» **Information supplied**
•••••

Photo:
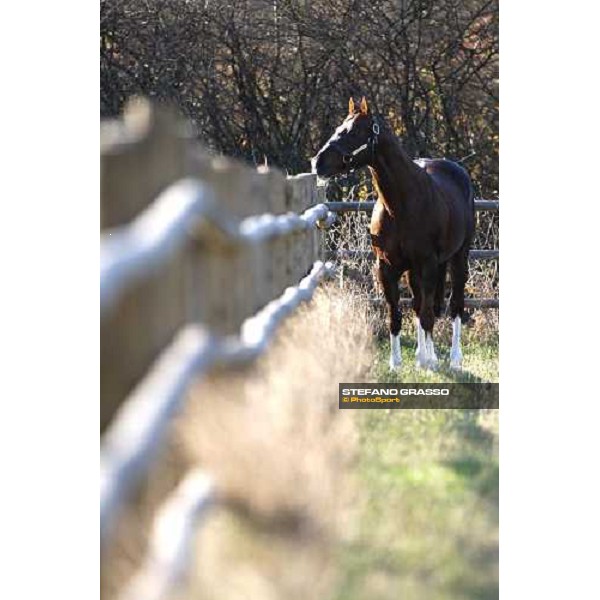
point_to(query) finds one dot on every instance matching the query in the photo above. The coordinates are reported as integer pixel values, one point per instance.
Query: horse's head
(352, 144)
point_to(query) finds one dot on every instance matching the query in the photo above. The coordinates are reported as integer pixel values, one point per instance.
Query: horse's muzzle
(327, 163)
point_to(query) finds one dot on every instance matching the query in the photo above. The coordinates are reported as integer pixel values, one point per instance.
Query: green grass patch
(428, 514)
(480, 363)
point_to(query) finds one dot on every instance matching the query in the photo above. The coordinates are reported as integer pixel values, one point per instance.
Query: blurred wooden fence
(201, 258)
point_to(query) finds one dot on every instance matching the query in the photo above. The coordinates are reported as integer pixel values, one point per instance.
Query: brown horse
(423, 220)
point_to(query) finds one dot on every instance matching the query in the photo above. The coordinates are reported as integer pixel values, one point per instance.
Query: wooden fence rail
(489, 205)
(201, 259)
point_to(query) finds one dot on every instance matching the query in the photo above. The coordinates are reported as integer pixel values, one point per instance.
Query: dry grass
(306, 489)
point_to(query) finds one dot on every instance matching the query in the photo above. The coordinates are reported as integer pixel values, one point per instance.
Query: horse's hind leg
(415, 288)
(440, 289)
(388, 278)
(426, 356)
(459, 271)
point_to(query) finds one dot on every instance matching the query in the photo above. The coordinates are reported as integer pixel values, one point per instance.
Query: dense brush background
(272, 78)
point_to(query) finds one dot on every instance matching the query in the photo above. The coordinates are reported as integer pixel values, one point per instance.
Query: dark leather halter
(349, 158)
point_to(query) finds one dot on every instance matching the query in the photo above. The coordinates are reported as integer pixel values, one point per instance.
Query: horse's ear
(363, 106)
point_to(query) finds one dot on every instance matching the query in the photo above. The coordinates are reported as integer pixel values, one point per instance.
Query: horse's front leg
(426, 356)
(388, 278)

•••••

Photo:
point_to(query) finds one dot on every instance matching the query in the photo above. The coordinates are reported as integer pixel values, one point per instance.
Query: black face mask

•••••

Locate each line in the records that contains the string "horse", matching case exactly, and copy every such line.

» **Reply**
Query: horse's head
Query: horse's muzzle
Query: brown horse
Query: horse's hind leg
Query: horse's ear
Query: horse's front leg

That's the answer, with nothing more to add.